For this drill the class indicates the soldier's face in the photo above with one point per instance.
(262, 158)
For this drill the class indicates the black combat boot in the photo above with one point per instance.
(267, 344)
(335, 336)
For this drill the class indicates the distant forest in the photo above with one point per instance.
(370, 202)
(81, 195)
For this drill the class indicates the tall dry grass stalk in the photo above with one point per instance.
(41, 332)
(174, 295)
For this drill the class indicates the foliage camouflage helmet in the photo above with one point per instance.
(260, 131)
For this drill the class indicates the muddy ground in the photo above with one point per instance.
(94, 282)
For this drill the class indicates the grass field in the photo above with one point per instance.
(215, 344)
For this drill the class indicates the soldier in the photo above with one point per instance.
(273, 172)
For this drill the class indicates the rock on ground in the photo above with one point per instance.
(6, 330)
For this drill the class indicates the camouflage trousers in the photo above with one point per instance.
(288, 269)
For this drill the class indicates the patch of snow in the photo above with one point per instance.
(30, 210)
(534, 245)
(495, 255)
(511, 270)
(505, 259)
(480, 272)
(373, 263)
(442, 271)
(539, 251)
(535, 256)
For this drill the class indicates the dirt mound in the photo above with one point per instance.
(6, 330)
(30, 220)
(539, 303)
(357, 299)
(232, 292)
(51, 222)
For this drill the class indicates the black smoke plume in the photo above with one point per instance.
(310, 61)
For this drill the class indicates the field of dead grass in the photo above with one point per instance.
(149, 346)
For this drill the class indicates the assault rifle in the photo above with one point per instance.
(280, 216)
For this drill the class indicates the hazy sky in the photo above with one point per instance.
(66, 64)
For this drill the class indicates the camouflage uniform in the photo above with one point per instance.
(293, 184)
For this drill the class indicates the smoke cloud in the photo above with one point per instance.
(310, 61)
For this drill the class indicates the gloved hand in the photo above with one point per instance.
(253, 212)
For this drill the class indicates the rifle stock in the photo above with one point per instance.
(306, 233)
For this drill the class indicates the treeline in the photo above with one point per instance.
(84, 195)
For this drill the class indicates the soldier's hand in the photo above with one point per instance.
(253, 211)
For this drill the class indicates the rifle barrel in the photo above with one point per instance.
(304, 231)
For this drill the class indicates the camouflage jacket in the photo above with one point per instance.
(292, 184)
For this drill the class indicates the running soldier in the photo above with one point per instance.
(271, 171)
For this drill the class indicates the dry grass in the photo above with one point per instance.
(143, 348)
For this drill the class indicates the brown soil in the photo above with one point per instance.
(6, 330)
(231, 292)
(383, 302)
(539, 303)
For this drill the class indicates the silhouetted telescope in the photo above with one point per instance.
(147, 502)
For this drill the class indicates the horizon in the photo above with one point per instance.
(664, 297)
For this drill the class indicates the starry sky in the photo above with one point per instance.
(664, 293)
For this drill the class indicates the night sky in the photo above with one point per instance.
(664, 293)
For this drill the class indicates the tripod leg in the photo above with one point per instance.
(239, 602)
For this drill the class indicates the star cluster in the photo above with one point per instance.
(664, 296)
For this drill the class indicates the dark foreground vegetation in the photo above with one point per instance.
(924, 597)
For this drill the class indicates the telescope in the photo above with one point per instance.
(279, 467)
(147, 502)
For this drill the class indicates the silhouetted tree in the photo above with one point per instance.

※

▶ Task to complete
Would you output every line of the listing exactly?

▶ The answer
For this drill the class indicates the soldier's face in the photo above with one point per instance.
(262, 158)
For this drill the class indicates the black combat boot in the photo above with one point per instance.
(267, 344)
(335, 336)
For this drill the class indicates the distant forest in the photo above with one point per instance.
(370, 202)
(81, 195)
For this drill the class indicates the tall dry grass stalk in the photo above with one point per instance.
(41, 332)
(174, 295)
For this drill the class indicates the foliage camouflage helmet in the photo above with one point per instance.
(260, 131)
For this drill the class indicates the muddy ground in the photo above with one point per instance.
(94, 282)
For this drill the class indicates the grass field in the photo above with one point per instance.
(215, 344)
For this drill the class indicates the soldier in the photo above with one point per instance.
(273, 172)
For this drill the class indicates the rock on ground in the photo above with one point per instance.
(6, 330)
For this drill the class indicates the camouflage trousers in the photo above with one point per instance.
(288, 269)
For this drill the class indicates the patch of snow in the photo above with one point per instance.
(30, 210)
(534, 245)
(495, 255)
(511, 270)
(505, 259)
(480, 272)
(373, 263)
(442, 271)
(539, 251)
(535, 256)
For this drill the class indicates the dirt mound in the photo above with one point per instance.
(6, 330)
(30, 220)
(539, 303)
(357, 299)
(232, 292)
(51, 222)
For this drill the class indicates the black smoke plume in the photo above with one point per instance.
(310, 61)
For this drill the class indicates the field of dead grass in the photo above with one point per instance.
(149, 346)
For this drill the class indicates the assault rifle in the photo above with one point per instance.
(280, 216)
For this drill the class indicates the hazy sky in the photo above with one point per instance.
(66, 64)
For this drill the class indicates the camouflage uniform in the photo above with one point per instance.
(293, 184)
For this drill the class indicates the smoke cloud in the photo above with one point per instance.
(310, 61)
For this drill the class indicates the gloved hand in the photo above with one point per instance.
(253, 212)
For this drill the class indicates the rifle stock in the photo above with one point per instance.
(306, 233)
For this drill the class indicates the treeline in the photo above with one point per instance.
(84, 195)
For this drill the class indicates the soldier's hand in the photo above with one point per instance.
(253, 211)
For this drill the class indicates the rifle barrel in the photo above with one point per instance.
(304, 231)
For this drill the class indicates the camouflage jacket in the photo above with one point per instance.
(292, 184)
For this drill the class indicates the running soldier in the photo above with one point per instance.
(271, 171)
For this drill the class indicates the dry grass in the photo above with one point per instance.
(143, 348)
For this drill the class indicates the brown soil in the photo above with one point per instance.
(6, 330)
(231, 292)
(383, 302)
(539, 303)
For this drill the class indicates the silhouetted telescope in the photo above with one point per instance.
(147, 502)
For this drill the class indicates the horizon in the photo above with one point per instance.
(664, 297)
For this drill the class indicates the starry sky in the photo above with one point per instance.
(664, 293)
For this drill the class indicates the night sky in the photo above with one point per instance.
(664, 293)
For this drill the class indicates the tripod leg in the photo above with one point per instance.
(239, 602)
For this drill the class indicates the star cluster in the photo above with one point per instance.
(664, 296)
For this drill the class indicates the dark foreground vegetation in the photo above with one point per instance.
(924, 597)
For this drill the class indicates the telescope in the photo above with one point per instance.
(279, 467)
(147, 502)
For this drill the class indicates the silhouetted tree in the photo above with one point per instance.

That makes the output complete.